## Work request
Your reply should be a single number, the count of lines in the records that contain "green".

## Given entries
=-=-=
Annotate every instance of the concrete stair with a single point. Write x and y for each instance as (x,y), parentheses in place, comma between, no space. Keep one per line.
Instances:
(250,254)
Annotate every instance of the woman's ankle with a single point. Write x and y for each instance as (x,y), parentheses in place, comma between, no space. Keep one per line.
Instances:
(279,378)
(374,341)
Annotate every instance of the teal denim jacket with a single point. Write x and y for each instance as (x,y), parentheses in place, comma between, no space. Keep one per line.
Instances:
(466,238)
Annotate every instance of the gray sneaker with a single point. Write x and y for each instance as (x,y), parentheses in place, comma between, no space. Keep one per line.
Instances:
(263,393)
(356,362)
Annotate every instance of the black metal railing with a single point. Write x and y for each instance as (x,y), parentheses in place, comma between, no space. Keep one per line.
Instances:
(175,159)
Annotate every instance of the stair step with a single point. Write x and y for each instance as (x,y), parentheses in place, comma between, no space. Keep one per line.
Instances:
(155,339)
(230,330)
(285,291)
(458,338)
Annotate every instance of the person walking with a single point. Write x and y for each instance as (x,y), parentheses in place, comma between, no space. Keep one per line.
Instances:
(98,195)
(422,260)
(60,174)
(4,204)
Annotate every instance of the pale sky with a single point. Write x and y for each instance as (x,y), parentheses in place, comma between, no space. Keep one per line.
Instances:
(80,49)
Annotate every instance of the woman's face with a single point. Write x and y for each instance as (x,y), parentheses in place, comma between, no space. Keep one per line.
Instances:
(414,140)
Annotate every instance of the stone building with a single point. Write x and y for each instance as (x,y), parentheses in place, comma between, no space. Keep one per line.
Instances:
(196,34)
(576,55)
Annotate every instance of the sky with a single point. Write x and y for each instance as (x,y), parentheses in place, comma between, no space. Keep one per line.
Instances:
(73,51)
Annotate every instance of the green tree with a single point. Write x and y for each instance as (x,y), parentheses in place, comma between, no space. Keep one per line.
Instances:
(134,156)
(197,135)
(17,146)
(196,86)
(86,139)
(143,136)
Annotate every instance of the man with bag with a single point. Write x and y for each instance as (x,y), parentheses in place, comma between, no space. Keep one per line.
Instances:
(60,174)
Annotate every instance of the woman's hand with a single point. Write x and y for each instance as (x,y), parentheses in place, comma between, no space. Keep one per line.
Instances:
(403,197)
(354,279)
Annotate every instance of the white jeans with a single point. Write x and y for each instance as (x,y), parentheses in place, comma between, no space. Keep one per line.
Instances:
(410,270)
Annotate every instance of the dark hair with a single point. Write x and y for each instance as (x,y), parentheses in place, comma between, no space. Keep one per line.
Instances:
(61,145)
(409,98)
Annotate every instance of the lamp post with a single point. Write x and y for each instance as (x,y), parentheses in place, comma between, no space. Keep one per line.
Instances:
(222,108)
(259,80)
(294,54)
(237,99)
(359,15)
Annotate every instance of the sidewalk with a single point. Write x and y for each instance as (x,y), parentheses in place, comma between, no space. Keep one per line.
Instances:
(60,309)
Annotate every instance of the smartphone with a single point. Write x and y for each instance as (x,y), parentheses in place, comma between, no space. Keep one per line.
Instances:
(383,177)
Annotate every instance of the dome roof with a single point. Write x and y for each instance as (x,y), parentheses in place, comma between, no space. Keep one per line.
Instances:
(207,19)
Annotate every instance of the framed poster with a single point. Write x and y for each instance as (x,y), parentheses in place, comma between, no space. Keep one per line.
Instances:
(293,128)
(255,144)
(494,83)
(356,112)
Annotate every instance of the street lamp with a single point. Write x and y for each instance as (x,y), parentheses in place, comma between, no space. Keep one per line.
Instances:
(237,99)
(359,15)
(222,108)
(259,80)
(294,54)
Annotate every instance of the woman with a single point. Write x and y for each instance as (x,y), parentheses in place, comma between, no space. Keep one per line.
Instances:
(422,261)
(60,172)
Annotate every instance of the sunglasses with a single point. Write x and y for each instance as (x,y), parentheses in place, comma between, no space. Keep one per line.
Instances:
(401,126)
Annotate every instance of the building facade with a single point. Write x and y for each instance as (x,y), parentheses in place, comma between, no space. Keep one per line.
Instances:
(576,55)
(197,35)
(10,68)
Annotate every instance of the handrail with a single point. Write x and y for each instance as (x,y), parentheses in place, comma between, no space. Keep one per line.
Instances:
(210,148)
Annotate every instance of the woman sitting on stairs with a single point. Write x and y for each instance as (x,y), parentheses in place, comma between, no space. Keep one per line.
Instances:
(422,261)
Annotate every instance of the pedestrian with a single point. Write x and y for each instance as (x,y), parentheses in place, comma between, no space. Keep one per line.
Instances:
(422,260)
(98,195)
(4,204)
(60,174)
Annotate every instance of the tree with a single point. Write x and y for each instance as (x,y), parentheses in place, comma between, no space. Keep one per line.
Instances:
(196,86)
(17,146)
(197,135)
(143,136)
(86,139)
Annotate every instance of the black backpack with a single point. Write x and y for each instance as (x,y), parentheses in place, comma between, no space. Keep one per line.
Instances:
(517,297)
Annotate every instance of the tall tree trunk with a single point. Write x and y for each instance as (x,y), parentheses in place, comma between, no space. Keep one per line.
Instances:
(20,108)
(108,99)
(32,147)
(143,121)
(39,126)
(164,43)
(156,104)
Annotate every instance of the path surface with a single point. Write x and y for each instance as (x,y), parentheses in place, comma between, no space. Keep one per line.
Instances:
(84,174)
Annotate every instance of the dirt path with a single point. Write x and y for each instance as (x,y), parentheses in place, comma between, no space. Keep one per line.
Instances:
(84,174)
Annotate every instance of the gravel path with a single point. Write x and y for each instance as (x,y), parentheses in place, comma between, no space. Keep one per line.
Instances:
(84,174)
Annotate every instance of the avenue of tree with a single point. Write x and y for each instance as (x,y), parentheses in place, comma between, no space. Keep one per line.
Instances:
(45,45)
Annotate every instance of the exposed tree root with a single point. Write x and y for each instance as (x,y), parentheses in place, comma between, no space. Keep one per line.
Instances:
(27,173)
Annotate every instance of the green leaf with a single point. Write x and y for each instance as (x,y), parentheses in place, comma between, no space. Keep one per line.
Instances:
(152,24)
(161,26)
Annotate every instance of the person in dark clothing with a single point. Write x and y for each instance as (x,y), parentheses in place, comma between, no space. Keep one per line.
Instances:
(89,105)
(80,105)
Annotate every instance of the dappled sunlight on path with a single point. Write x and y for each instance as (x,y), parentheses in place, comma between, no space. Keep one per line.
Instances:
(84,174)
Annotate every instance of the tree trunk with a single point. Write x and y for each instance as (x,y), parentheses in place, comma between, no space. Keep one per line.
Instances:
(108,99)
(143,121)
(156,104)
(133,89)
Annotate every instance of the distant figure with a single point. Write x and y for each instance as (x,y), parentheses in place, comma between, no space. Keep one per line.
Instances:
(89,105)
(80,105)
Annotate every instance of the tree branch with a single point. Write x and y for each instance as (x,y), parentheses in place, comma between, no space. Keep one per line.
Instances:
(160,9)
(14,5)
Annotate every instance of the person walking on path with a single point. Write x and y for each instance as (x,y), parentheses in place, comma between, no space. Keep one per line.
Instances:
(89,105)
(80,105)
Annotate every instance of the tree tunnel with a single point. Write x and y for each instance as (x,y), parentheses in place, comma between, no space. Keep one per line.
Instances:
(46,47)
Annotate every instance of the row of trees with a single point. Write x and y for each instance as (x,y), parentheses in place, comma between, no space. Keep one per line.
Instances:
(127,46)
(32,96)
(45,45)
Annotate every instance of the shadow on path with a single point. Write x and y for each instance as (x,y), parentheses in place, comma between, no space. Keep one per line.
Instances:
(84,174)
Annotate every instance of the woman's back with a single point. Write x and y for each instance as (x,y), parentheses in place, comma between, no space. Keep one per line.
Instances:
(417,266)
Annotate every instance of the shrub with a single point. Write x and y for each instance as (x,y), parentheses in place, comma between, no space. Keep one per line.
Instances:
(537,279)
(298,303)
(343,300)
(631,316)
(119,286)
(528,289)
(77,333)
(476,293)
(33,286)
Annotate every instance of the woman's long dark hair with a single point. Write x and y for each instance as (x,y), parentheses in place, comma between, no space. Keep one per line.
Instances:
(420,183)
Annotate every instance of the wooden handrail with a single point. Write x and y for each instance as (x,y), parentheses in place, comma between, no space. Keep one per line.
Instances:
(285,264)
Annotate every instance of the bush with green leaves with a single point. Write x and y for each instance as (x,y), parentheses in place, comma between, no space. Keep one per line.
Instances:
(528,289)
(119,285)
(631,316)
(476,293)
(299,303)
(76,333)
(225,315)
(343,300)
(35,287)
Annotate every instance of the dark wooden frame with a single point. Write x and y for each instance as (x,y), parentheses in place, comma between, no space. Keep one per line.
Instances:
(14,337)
=-=-=
## Exercise result
3